§ **Given problem**
Reproduce word for word the part of the listing that starts at the line containing "251, row 124." and ends at the line containing "column 30, row 873", and give nothing else.

§ **Record extracts**
** START **

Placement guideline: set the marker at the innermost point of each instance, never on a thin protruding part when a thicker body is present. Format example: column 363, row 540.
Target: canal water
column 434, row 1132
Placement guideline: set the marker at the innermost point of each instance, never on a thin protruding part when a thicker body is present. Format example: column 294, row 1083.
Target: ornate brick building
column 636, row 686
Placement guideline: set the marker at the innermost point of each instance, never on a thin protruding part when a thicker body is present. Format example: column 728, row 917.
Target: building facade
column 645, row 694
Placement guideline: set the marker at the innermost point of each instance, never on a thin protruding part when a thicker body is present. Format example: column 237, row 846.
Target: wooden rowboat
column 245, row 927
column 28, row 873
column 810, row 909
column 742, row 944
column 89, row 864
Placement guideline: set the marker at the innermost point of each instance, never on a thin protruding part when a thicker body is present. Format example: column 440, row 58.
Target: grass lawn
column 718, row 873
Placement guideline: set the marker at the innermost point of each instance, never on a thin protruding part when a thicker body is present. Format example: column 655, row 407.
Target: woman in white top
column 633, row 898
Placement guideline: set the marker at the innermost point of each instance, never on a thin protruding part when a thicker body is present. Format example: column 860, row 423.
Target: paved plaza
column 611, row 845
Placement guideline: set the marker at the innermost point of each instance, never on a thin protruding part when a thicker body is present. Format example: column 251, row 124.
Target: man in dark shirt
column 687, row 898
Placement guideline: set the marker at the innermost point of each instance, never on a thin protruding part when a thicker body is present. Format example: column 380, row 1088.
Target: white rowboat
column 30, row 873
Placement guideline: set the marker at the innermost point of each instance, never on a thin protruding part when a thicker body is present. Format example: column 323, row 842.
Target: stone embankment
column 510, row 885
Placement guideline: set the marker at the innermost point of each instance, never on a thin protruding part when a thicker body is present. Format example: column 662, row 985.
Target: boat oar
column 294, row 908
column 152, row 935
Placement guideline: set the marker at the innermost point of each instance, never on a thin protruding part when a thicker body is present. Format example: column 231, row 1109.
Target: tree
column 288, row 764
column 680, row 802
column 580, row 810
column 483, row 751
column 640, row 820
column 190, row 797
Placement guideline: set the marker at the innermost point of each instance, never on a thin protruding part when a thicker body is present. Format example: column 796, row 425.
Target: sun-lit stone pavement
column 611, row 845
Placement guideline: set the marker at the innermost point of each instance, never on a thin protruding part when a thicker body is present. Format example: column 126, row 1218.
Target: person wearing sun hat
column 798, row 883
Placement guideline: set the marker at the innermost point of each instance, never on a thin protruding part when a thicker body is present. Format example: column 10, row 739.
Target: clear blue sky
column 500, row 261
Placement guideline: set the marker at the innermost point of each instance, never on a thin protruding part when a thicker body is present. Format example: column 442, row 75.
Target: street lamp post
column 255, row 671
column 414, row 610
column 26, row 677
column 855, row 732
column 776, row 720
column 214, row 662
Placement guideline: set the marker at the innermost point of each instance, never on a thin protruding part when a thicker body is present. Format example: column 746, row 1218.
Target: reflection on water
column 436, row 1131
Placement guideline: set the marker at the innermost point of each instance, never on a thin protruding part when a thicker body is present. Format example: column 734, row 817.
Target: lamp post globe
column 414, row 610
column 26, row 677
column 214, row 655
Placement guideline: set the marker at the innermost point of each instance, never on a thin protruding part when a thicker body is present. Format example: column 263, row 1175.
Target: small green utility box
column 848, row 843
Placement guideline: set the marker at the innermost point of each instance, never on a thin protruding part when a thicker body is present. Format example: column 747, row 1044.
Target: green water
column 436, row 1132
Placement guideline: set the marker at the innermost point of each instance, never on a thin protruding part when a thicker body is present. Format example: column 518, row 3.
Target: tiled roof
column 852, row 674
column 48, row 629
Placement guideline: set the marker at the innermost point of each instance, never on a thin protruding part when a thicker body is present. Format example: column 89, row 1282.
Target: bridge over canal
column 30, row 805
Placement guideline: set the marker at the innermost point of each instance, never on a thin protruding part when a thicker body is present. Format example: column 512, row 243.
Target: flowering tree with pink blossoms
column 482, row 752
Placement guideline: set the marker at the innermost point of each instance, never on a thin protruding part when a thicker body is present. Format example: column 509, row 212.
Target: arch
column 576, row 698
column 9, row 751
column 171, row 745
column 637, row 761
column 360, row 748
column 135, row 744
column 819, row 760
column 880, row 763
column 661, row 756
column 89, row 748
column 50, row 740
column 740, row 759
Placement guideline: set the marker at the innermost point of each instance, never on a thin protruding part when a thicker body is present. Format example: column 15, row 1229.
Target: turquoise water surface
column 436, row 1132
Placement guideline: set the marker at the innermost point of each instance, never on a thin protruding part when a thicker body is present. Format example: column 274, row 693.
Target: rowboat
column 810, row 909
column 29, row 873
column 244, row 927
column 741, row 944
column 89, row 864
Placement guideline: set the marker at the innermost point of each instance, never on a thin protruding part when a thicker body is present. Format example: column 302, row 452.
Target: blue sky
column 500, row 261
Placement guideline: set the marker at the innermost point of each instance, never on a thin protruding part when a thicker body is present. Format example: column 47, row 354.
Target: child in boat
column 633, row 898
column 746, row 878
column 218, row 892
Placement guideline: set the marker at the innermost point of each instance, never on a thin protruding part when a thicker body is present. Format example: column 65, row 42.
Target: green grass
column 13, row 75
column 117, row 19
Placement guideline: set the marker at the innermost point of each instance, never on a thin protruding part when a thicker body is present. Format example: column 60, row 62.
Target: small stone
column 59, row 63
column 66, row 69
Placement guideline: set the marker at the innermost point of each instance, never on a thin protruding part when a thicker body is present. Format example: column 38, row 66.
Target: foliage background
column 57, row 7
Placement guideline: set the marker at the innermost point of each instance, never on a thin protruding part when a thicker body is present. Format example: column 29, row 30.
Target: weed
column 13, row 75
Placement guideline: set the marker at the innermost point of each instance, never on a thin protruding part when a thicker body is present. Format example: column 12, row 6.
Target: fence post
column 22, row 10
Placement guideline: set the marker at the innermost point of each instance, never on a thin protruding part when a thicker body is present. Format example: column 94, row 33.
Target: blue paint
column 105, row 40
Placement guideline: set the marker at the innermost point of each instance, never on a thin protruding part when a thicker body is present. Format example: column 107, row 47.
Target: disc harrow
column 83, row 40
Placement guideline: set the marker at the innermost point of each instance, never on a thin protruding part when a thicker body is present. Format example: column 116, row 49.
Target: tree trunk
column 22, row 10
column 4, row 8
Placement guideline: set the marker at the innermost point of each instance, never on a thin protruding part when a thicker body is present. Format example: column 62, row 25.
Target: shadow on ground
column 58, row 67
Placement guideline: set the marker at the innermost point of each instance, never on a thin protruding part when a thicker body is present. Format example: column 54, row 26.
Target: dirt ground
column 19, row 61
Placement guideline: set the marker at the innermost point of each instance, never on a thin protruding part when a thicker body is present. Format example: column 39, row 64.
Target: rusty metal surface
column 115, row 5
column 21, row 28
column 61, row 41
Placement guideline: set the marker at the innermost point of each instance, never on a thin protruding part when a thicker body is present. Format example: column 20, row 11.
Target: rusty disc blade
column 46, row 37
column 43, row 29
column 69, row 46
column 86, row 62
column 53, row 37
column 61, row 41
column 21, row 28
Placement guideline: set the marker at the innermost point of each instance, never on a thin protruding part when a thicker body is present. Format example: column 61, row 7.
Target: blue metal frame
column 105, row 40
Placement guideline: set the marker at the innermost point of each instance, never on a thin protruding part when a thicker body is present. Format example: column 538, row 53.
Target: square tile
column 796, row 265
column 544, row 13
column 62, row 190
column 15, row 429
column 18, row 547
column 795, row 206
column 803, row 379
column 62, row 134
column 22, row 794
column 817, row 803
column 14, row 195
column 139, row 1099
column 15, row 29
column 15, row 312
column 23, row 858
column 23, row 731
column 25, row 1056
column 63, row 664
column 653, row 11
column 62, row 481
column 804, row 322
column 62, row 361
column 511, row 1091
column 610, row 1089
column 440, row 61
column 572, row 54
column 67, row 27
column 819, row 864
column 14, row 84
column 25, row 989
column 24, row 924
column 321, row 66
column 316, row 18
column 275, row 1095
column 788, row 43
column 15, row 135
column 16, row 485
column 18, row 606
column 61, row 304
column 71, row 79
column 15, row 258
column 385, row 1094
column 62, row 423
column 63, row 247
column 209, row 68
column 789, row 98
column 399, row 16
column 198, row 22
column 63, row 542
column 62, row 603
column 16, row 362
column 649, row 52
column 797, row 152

** END **

§ **Solution to this task**
Placement guideline: set the marker at the innermost point of each instance, never on a thin protruding part when a thicker body is present. Format example: column 251, row 124.
Target: man in dark shirt
column 687, row 898
Placement guideline: set the marker at the innermost point of each instance, never on a thin protruding part when a thicker body is present. Format example: column 380, row 1088.
Target: white rowboat
column 30, row 873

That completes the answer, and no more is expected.